Locate every line in the material below that contains the string "label", and copy each of those lines.

[Items from a data source]
>>>

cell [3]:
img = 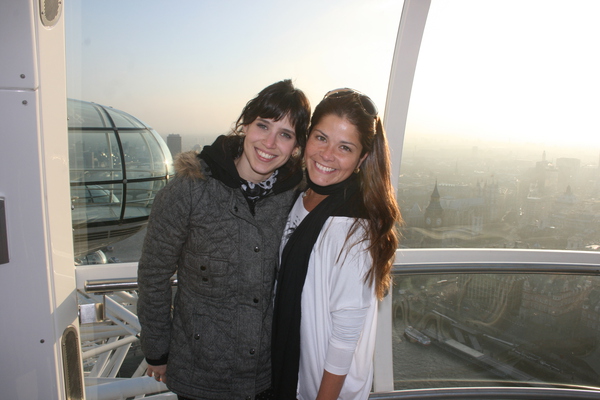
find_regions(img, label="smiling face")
[235,116,297,183]
[304,114,367,186]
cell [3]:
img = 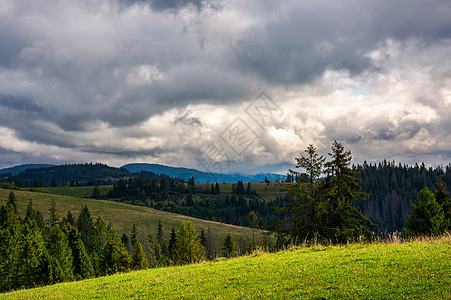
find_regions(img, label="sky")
[0,0,451,174]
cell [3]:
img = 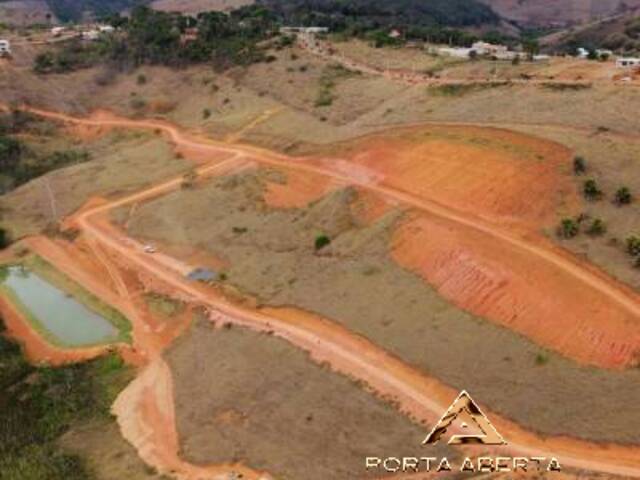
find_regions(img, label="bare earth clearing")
[166,323,455,480]
[1,31,640,480]
[128,167,640,443]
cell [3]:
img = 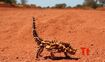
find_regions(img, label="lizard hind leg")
[64,52,70,57]
[36,47,44,58]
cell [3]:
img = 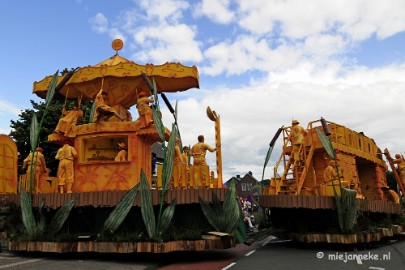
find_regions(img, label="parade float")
[259,118,405,244]
[0,40,244,253]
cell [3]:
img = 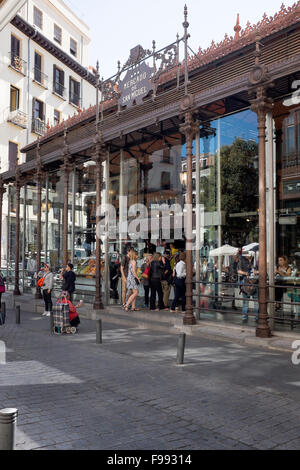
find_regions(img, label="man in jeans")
[161,250,172,310]
[238,252,258,323]
[121,247,132,307]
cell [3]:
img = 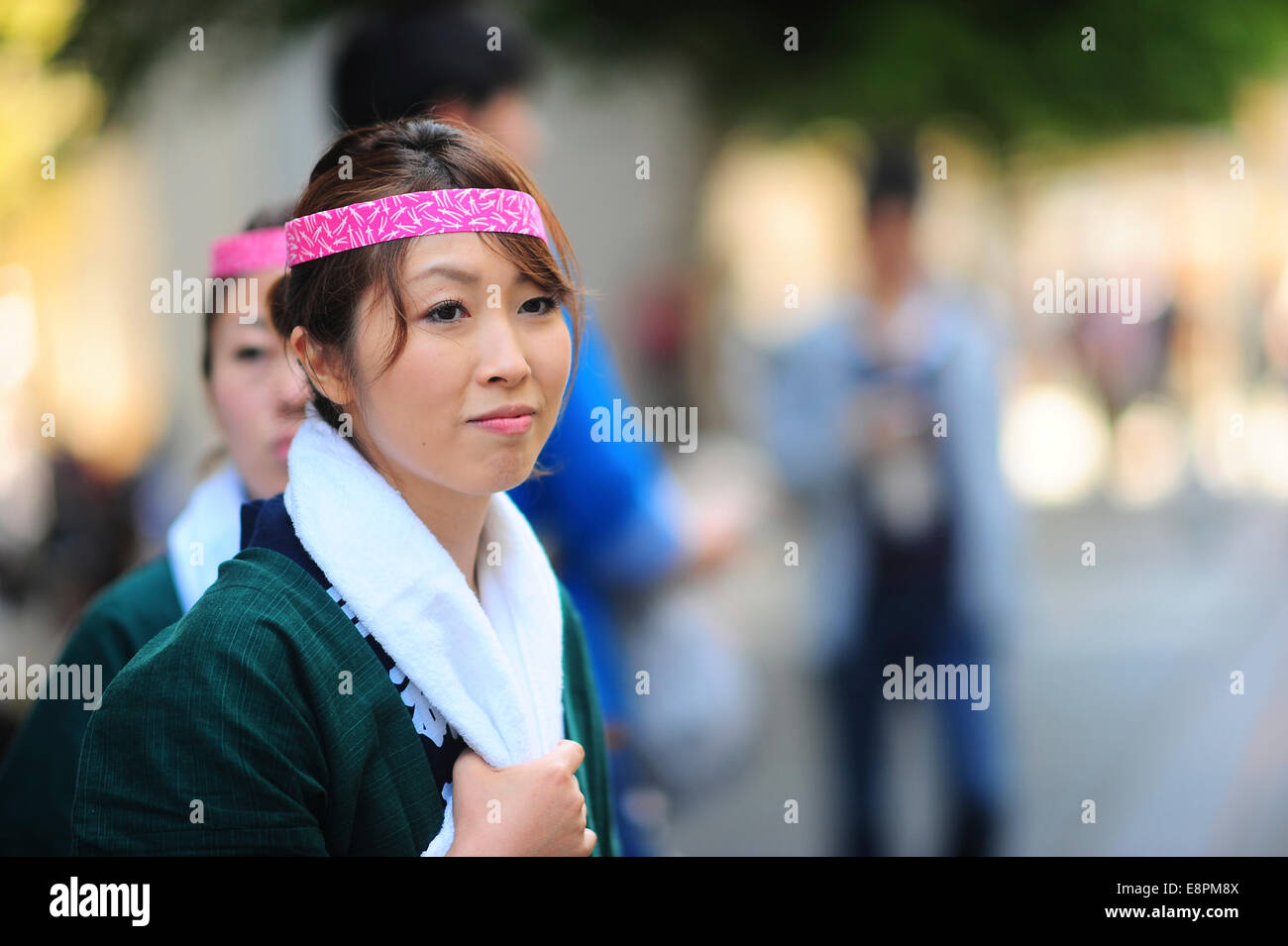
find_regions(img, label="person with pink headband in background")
[0,210,308,856]
[72,119,621,856]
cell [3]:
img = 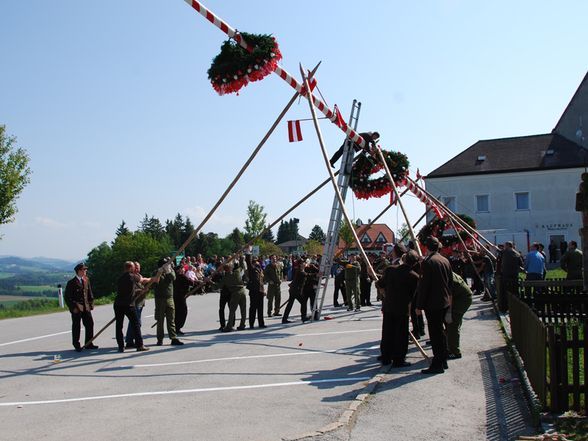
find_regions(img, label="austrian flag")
[288,121,302,142]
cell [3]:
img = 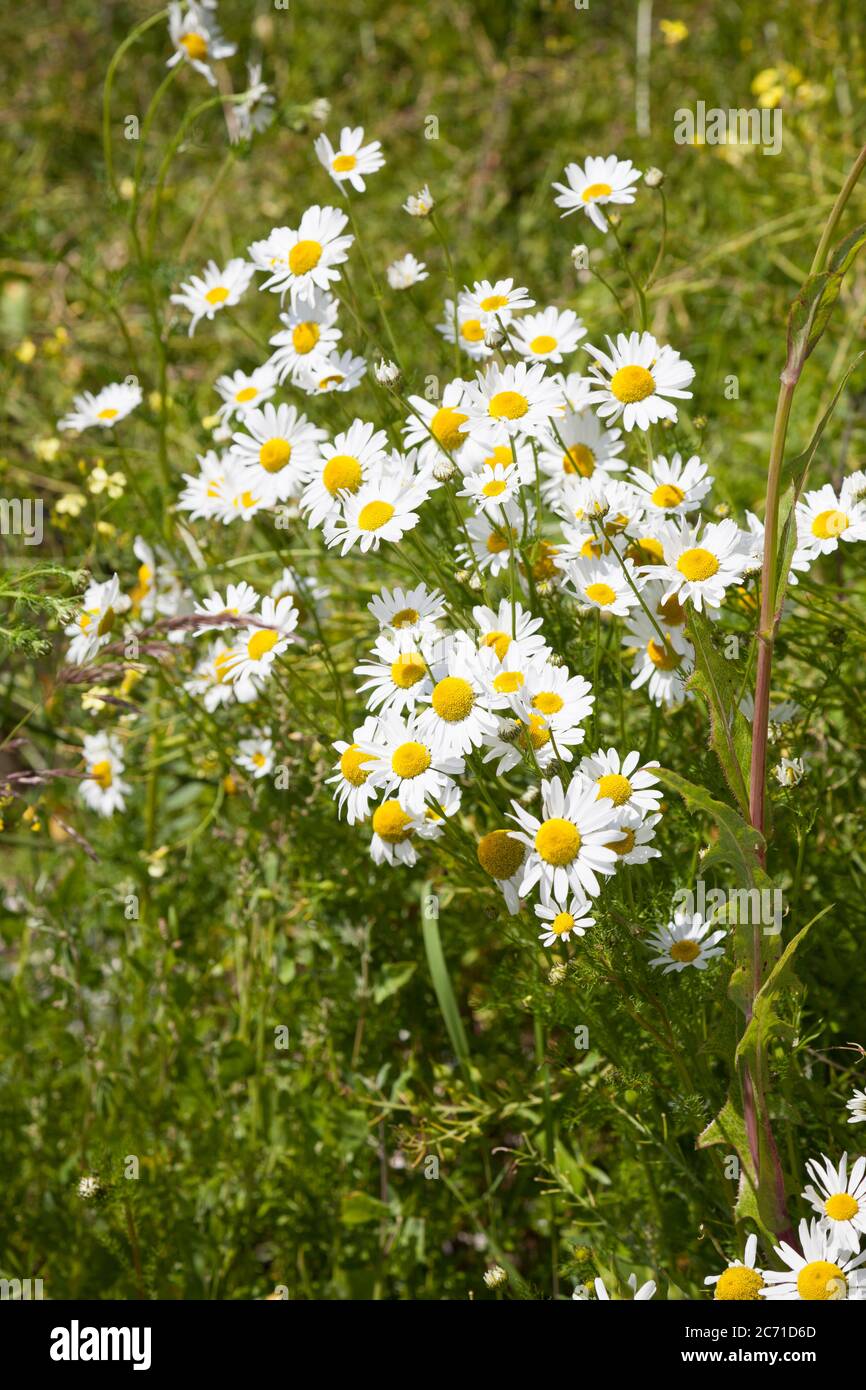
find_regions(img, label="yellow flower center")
[670,937,701,965]
[677,546,719,582]
[259,438,292,473]
[373,801,411,845]
[532,691,564,714]
[493,671,523,695]
[292,322,320,354]
[584,584,616,607]
[339,744,375,787]
[812,507,848,541]
[535,816,581,869]
[289,242,321,275]
[90,759,111,791]
[796,1259,848,1302]
[595,773,631,806]
[646,637,683,671]
[824,1193,860,1220]
[391,652,427,691]
[430,406,468,453]
[321,453,361,496]
[488,391,530,420]
[460,318,484,343]
[713,1265,763,1302]
[484,632,512,662]
[391,742,430,780]
[246,627,279,662]
[475,830,527,878]
[651,482,685,507]
[181,33,207,63]
[563,443,595,478]
[431,676,475,724]
[357,502,393,531]
[391,609,421,627]
[610,367,656,406]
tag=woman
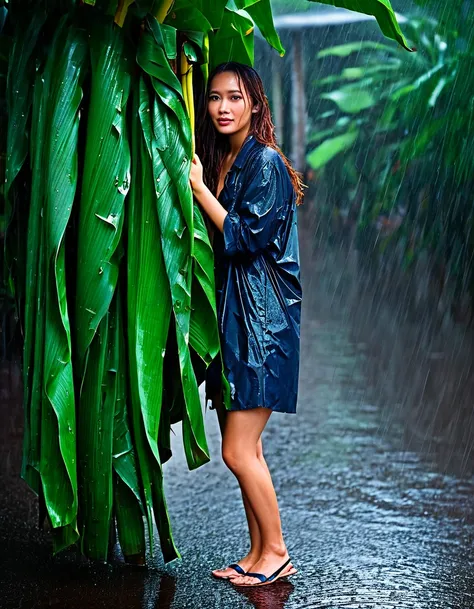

<<<

__Answer for this exercise__:
find_regions(img, label="smiling face")
find_regions(img, label="sky")
find_regions(img, label="bare earth clearing")
find_regions(img, label="lizard hind leg")
find_regions(img, label="parade float")
find_regions(img, label="man in jeans")
find_regions(img, label="person with pink headband in background")
find_regions(img, label="austrian flag")
find_regions(img, label="yellow flower center")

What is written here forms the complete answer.